EXERCISE OBJECTIVE -> Transcribe the records in full.
[[ RECORDS SUPPLIED, beginning ]]
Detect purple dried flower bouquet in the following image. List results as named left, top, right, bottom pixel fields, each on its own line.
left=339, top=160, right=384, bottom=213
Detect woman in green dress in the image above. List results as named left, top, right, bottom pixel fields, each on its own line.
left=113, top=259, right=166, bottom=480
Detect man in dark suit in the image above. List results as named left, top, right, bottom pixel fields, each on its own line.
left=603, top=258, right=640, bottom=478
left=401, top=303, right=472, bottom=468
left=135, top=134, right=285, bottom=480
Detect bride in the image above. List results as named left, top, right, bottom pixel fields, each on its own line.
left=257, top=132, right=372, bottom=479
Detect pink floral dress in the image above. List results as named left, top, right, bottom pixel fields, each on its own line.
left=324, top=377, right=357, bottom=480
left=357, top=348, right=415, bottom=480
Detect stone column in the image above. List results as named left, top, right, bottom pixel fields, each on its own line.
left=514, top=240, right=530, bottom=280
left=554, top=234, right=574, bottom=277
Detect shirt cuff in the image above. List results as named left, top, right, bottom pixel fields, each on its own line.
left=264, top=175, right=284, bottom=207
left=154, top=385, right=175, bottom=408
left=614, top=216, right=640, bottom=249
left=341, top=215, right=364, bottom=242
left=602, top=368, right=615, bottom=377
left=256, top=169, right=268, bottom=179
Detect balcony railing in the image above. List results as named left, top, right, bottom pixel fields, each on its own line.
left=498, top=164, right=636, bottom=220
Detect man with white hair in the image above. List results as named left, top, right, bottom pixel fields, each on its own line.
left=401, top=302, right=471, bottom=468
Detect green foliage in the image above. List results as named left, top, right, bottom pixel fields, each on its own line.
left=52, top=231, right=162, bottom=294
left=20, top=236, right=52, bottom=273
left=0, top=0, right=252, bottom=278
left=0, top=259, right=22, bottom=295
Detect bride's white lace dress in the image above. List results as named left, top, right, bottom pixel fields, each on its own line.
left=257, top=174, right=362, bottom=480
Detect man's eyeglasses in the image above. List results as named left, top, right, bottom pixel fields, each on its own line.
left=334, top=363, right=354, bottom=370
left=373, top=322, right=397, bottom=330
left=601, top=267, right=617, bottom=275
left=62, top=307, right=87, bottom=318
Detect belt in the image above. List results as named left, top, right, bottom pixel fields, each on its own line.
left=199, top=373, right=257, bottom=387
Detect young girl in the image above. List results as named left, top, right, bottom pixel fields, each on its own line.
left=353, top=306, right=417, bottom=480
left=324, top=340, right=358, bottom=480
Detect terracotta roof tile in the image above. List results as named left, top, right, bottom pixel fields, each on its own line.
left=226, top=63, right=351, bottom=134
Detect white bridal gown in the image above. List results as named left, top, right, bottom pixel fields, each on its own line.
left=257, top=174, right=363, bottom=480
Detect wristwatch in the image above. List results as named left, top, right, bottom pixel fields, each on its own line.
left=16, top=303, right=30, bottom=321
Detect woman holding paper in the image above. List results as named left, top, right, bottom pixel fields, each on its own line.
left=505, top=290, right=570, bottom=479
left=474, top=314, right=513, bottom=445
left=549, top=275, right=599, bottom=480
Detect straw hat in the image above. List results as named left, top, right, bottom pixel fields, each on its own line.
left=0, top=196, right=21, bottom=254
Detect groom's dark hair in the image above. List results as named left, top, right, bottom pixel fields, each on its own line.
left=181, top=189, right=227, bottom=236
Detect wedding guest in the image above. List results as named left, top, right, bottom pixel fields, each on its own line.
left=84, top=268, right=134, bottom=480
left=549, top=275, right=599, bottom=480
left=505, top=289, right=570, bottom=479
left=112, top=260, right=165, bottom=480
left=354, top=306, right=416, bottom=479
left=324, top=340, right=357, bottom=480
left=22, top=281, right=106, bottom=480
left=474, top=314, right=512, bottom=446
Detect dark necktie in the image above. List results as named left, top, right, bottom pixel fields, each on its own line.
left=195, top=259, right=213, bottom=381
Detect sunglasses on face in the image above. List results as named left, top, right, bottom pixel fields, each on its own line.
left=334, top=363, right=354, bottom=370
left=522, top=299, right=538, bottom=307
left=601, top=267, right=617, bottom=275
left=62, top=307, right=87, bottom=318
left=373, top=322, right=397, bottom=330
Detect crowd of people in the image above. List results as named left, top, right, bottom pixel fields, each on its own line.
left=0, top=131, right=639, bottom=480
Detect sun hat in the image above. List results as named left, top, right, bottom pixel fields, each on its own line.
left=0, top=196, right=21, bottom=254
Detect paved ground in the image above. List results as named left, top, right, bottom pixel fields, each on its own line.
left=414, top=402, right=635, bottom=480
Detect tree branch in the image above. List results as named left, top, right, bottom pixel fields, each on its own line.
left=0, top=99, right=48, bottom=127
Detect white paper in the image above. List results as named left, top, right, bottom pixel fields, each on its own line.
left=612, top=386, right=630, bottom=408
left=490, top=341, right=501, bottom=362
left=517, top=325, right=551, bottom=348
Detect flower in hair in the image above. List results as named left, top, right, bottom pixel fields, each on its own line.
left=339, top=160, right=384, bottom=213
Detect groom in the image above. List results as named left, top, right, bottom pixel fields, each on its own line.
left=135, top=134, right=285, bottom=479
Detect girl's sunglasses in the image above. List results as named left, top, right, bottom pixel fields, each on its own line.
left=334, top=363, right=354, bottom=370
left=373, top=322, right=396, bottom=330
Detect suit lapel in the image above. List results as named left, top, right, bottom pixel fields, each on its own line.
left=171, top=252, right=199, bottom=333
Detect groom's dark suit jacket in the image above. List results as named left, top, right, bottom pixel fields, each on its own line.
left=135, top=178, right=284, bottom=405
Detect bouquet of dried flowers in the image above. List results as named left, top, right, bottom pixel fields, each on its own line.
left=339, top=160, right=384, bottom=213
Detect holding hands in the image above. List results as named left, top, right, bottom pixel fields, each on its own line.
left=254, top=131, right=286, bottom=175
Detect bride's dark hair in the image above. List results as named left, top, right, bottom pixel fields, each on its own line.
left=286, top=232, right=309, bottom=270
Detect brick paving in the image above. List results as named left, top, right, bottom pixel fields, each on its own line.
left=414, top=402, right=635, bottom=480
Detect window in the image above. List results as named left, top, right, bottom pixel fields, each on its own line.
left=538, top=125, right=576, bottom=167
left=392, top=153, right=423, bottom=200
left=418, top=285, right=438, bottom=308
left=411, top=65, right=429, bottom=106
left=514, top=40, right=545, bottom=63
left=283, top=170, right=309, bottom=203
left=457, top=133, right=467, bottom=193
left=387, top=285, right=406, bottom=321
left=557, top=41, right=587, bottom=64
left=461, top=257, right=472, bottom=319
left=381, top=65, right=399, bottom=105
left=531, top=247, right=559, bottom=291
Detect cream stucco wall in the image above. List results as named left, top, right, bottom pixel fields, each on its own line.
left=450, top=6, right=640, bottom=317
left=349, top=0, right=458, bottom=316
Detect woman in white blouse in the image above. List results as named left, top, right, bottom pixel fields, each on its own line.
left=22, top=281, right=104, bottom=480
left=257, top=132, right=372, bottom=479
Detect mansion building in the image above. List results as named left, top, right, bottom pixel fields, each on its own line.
[[ RECORDS SUPPLIED, end ]]
RESULT FOR THIS EXERCISE ->
Detect purple dried flower bouquet in the following image. List results as named left, top, right, bottom pixel fields, each on its own line.
left=339, top=160, right=384, bottom=213
Detect woman in green dress in the image above. List results as named left, top, right, bottom pixel fields, each on its own line.
left=113, top=259, right=166, bottom=480
Detect man in dark suit in the image above. List results as named left, top, right, bottom pixel fields, each on its own line.
left=603, top=258, right=640, bottom=478
left=401, top=303, right=472, bottom=468
left=135, top=134, right=285, bottom=480
Detect bride in the image above. List results as named left, top, right, bottom pixel fields, each on its own line.
left=257, top=132, right=372, bottom=479
Detect pink floral dress in the image above. List results as named left, top, right, bottom pixel fields, each on its own line.
left=324, top=377, right=357, bottom=480
left=357, top=348, right=415, bottom=480
Detect stone column in the image above. List results as named left, top, right, bottom pixel fields, each on its own line.
left=514, top=240, right=530, bottom=280
left=554, top=234, right=574, bottom=277
Detect shirt cuff in the image above. List results as named left, top, right, bottom pixel fields, each on its own line.
left=264, top=175, right=284, bottom=207
left=154, top=385, right=175, bottom=408
left=614, top=216, right=640, bottom=249
left=341, top=215, right=364, bottom=242
left=602, top=368, right=615, bottom=377
left=256, top=169, right=268, bottom=179
Detect balcony railing in the image above. List results as named left, top, right, bottom pixel fields, each on its own line.
left=498, top=164, right=636, bottom=220
Detect man with white hair in the image above. List results as named left, top, right, bottom pixel fields, each on its own line.
left=401, top=302, right=471, bottom=468
Detect green foliage in the image above. List results as named left, top, right, bottom pixel fields, each on its own line.
left=52, top=231, right=162, bottom=294
left=20, top=236, right=52, bottom=273
left=0, top=0, right=252, bottom=278
left=0, top=259, right=22, bottom=295
Detect bride's white lace dress in the image above. List results as named left, top, right, bottom pixel fields, each on its own line.
left=257, top=174, right=362, bottom=480
Detect man's eyeglasses in the image above. List results as named left, top, right, bottom pixel fields, each on its own line.
left=334, top=363, right=354, bottom=370
left=373, top=322, right=397, bottom=330
left=601, top=267, right=617, bottom=275
left=62, top=307, right=87, bottom=318
Detect belt in the image above. List results as named left, top, right, bottom pixel fields, each on its own line.
left=199, top=373, right=257, bottom=387
Detect young girl in the image above. List results as named left, top, right, bottom pixel fields, each on its own line.
left=353, top=306, right=417, bottom=480
left=324, top=340, right=358, bottom=480
Detect terracotta roof tile in the image above. List results as named left, top, right, bottom pixel fields, each on its own line.
left=226, top=63, right=351, bottom=134
Detect white bridal gown in the image above. List results as named left, top, right, bottom pixel fields, each on its own line.
left=257, top=174, right=363, bottom=480
Detect wristwatch in the image above. List results as named left, top, right, bottom pixel fields, each on its own line.
left=16, top=303, right=30, bottom=321
Detect woman holding paper in the image above. List results as named left, top, right, bottom pixel fields, each on its own line.
left=505, top=290, right=570, bottom=479
left=474, top=314, right=513, bottom=445
left=549, top=275, right=599, bottom=480
Detect straw hat in the image above. List results as named left, top, right, bottom pixel fields, each on its own line.
left=0, top=196, right=21, bottom=254
Detect groom's dark hair in the image above. List results as named left, top, right, bottom pixel fields, each on its own line.
left=181, top=189, right=227, bottom=236
Detect wedding guest in the image above. List results as named left, top, right, bottom pixel fields, each on its own line.
left=84, top=268, right=134, bottom=480
left=549, top=275, right=599, bottom=480
left=505, top=289, right=570, bottom=479
left=112, top=260, right=165, bottom=480
left=354, top=306, right=416, bottom=479
left=324, top=340, right=357, bottom=480
left=22, top=281, right=106, bottom=480
left=474, top=314, right=512, bottom=446
Detect dark necktie in the image above. List results as named left, top, right, bottom pixel fields, each on its own line.
left=195, top=259, right=213, bottom=381
Detect sunglasses on face in the image above. List results as named left, top, right, bottom pixel fields, each on its own line.
left=334, top=363, right=354, bottom=370
left=522, top=299, right=538, bottom=307
left=601, top=267, right=617, bottom=275
left=62, top=307, right=87, bottom=318
left=373, top=322, right=397, bottom=330
Detect crowd of people in the image above. List results as named left, top, right, bottom pixel fields, each on its own line.
left=0, top=131, right=639, bottom=480
Detect sun hat in the image above. List results as named left, top, right, bottom pixel fields, each on its own line.
left=0, top=196, right=21, bottom=254
Detect paved ground in the image above. List results as named left, top, right, bottom pixel fields, each on its own line.
left=414, top=402, right=635, bottom=480
Detect tree branch in the image above. List results as named left, top, right, bottom pixel fields, each on its own line.
left=0, top=99, right=48, bottom=127
Detect white paper in the image above. List results as named left, top, right, bottom pixel fields, each on its own line.
left=612, top=386, right=630, bottom=408
left=490, top=341, right=501, bottom=362
left=517, top=325, right=551, bottom=348
Detect flower in hair in the image above. List results as named left, top, right, bottom pixel fields, each on its own line.
left=339, top=160, right=384, bottom=213
Detect groom in the image above. List results as named left, top, right, bottom pixel fields, each on its own line.
left=135, top=134, right=285, bottom=479
Detect girl's sunglasses in the image above. List results as named left, top, right, bottom pixel fields, each on its own line.
left=334, top=363, right=354, bottom=370
left=373, top=322, right=396, bottom=330
Detect suit lapel in the image above. List results as named left, top, right, bottom pixel fields, each on its own line.
left=171, top=252, right=199, bottom=333
Detect groom's dark suit jacket in the image above. List results as named left, top, right, bottom pixel fields, each on its own line.
left=135, top=178, right=284, bottom=405
Detect bouquet of dried flowers in the image above. List results as named left, top, right, bottom pixel fields, each on its own line.
left=339, top=160, right=384, bottom=213
Detect holding hands in the image above. List results as named left, top, right, bottom pixel fields, each on its own line.
left=254, top=131, right=286, bottom=175
Detect bride's dark hair in the image above. List results as named left, top, right, bottom pixel fields, each on its own line.
left=286, top=232, right=309, bottom=270
Detect brick paving in the image above. List results as named left, top, right, bottom pixel fields, each on its own line.
left=414, top=402, right=635, bottom=480
Detect window in the image above. List results as named left, top, right, bottom pixel fields, each on its own line.
left=538, top=125, right=576, bottom=167
left=392, top=153, right=423, bottom=200
left=418, top=285, right=438, bottom=308
left=411, top=65, right=429, bottom=106
left=514, top=40, right=545, bottom=63
left=283, top=170, right=309, bottom=203
left=457, top=133, right=467, bottom=193
left=387, top=285, right=406, bottom=321
left=557, top=41, right=587, bottom=64
left=461, top=257, right=472, bottom=319
left=381, top=65, right=399, bottom=105
left=531, top=247, right=559, bottom=291
Detect cream stucco wall in the image above. List results as named left, top, right, bottom pixel fields, each on its own line.
left=450, top=6, right=640, bottom=317
left=349, top=0, right=458, bottom=316
Detect woman in white blouse in the image above. List results as named left, top, right, bottom pixel fields, each on its own line.
left=22, top=281, right=104, bottom=480
left=257, top=132, right=372, bottom=479
Detect mansion building in the image above. List results as named left, top, right, bottom pixel fields, each on its own line.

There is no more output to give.